## Given records
______________________________
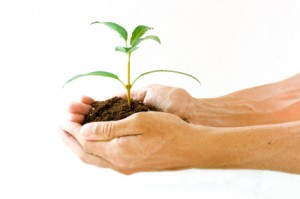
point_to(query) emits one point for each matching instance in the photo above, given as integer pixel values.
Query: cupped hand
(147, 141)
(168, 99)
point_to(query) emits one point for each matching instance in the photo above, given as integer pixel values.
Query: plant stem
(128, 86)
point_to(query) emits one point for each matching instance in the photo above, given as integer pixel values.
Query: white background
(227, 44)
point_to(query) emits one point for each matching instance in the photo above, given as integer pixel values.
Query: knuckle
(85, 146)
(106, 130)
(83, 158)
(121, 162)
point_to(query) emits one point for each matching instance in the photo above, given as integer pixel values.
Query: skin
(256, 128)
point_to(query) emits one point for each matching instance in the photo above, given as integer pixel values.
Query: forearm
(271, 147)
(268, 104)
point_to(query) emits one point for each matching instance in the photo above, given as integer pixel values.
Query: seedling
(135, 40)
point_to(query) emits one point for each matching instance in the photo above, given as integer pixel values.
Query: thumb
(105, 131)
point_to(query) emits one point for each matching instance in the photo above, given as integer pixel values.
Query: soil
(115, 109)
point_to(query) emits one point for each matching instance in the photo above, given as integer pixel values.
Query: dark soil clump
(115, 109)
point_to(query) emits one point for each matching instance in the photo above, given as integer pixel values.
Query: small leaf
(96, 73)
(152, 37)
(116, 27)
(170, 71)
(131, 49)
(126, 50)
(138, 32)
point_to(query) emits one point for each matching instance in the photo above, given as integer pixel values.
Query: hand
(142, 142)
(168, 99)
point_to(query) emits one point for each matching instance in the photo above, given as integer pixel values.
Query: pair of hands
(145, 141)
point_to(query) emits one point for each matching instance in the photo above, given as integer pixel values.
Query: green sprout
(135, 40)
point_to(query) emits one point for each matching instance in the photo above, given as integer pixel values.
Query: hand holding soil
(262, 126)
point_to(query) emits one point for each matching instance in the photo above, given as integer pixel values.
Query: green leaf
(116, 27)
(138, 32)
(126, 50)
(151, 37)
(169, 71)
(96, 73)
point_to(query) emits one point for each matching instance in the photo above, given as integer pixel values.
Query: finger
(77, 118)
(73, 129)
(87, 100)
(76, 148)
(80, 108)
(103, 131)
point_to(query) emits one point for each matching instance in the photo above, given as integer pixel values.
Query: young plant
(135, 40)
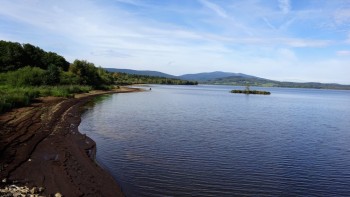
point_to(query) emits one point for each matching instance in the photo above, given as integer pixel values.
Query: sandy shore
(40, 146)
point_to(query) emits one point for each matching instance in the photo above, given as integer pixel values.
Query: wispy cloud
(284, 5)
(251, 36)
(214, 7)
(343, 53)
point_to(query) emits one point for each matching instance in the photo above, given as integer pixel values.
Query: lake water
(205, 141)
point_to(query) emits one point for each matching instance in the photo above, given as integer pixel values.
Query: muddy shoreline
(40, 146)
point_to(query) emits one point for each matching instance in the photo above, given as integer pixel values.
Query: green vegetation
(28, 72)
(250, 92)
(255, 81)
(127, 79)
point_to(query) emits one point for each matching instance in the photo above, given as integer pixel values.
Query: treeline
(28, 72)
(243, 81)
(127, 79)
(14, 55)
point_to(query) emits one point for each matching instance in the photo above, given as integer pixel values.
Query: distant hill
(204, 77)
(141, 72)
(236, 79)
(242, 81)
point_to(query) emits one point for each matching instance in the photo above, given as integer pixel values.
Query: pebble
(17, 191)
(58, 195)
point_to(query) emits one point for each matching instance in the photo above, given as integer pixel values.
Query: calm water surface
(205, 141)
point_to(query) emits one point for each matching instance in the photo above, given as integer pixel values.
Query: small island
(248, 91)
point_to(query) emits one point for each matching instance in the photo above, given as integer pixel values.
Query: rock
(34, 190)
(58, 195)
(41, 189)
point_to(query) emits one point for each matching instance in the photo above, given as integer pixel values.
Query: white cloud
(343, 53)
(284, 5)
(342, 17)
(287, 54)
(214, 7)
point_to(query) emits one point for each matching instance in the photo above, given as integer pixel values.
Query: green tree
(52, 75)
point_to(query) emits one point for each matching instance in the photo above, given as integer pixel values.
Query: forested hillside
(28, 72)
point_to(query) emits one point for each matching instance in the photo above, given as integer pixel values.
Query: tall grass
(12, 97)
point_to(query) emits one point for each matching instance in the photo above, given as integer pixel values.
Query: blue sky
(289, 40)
______________________________
Give back every record above word for word, dropping pictures.

## Answer section
point_to(query) emits one point for each matching instance in the photo above, given as integer pixel values.
Query: cupped hand
(147, 141)
(168, 99)
point_to(query) emits one point for each matching instance in the photo above, given as integer pixel values.
Query: plant stem
(128, 86)
point_to(query) emits one point for each matching instance in the photo above, given as integer pixel values.
Query: white background
(227, 44)
point_to(query) emits one point for each matching instance in the photo above, given as integer pixel values.
Query: knuckle
(85, 146)
(106, 130)
(83, 158)
(121, 162)
point_to(query) emits one point for each matching instance in the photo above, given as integer pixel values.
Query: skin
(256, 128)
point_to(query) emits one point for each matching instance in the photo above, given as integer pixel values.
Query: forearm
(271, 147)
(268, 104)
point_to(query) emits one point for each matching instance in the photo above, given as integer pixel values.
Query: seedling
(135, 40)
point_to(query) emits one point for each matching instance in the photo above, given as integer pixel values.
Query: thumb
(105, 131)
point_to(query) emits one point for each matching instance in the photo above, given as integer pixel values.
Query: soil
(115, 109)
point_to(query) emits one point for each matching instance in the photo above, given as integer pixel values.
Query: dark soil clump
(115, 109)
point_to(query) emits one point for each matching instance in the photo above, given as integer pixel values.
Query: small leaf
(96, 73)
(152, 37)
(116, 27)
(170, 71)
(131, 49)
(126, 50)
(138, 32)
point_to(query) emits one point for each matching instance in the photo above, given as integer pixel values.
Query: hand
(142, 142)
(168, 99)
point_to(query) emits one point for each matching instance in the photo above, given as integer pixel values.
Query: pair of hands
(145, 141)
point_to(query) emits one point for each matching instance in the photo above, given as integer pixel values.
Query: green sprout
(135, 40)
point_to(query) emits one point for each matching instance in the photo above, given as integer pixel values.
Query: hand holding soil
(262, 126)
point_to(query) emits one point for each matching instance in the photo above, given as integer pixel values.
Query: green leaf
(116, 27)
(138, 32)
(126, 50)
(151, 37)
(169, 71)
(96, 73)
point_to(query) emits one point for each matching instance in the photo above, given as integer pixel values.
Query: finger
(77, 118)
(73, 129)
(87, 100)
(76, 148)
(80, 108)
(103, 131)
point_to(query) emits one point for each matching instance in the photo above, given as integer pixel values.
Query: young plant
(135, 40)
point_to(query) emits one point for each matching instance in the photo above, given as integer pixel values.
Query: sandy shore
(40, 146)
point_to(query) emits one point for each matching instance in the photo above, given as integer pixel values.
Query: wispy cloud
(284, 5)
(251, 36)
(214, 7)
(343, 53)
point_to(query) emits one point for each matching instance in the photo above, given as integer pixel values.
Query: lake water
(205, 141)
point_to(query) emits one point for each matching instance in the photo above, given as integer pixel values.
Query: muddy shoreline
(40, 146)
point_to(query) emits one point for each matching instance in the photo above, given as integer pixel values.
Query: green vegetation
(28, 72)
(250, 92)
(255, 81)
(127, 79)
point_to(query) emits one point for each matching instance in the photo above, given as integer pixel values.
Query: treeline
(28, 72)
(243, 81)
(127, 79)
(14, 55)
point_to(query) emits one point for each matching instance in the photo above, given as integer pixel values.
Query: distant hill
(204, 77)
(141, 72)
(236, 79)
(242, 81)
point_to(query) emits one point for each matching instance in the photo above, given as integer pixel values.
Query: pebble
(17, 191)
(58, 195)
point_to(query) emits one point for each matching instance in the photo above, given as integer pixel values.
Query: calm water surface
(205, 141)
point_to(query) emits one point for each matching instance in the photo above, given as integer pixel values.
Query: small island
(248, 91)
point_to(query) emits one point for each matching instance in the photo above, given as integer pixel values.
Query: rock
(34, 190)
(58, 195)
(41, 189)
point_to(query) emits one point for each matching instance in the photo above, given as integer pixel values.
Query: white cloud
(343, 53)
(284, 5)
(342, 17)
(287, 54)
(214, 7)
point_to(query) emits one point for each matching instance in the photo above, given as integer pixel values.
Query: green tree
(52, 75)
point_to(query) emits one point for each matching instance in the photo above, given as integer pixel values.
Query: forested hillside
(28, 72)
point_to(query) emits one point for each matching instance in the photo above, given as integer pixel values.
Query: tall grass
(12, 97)
point_to(query) emits one point for each matching instance in the photo above, given as integer pixel values.
Query: blue sky
(289, 40)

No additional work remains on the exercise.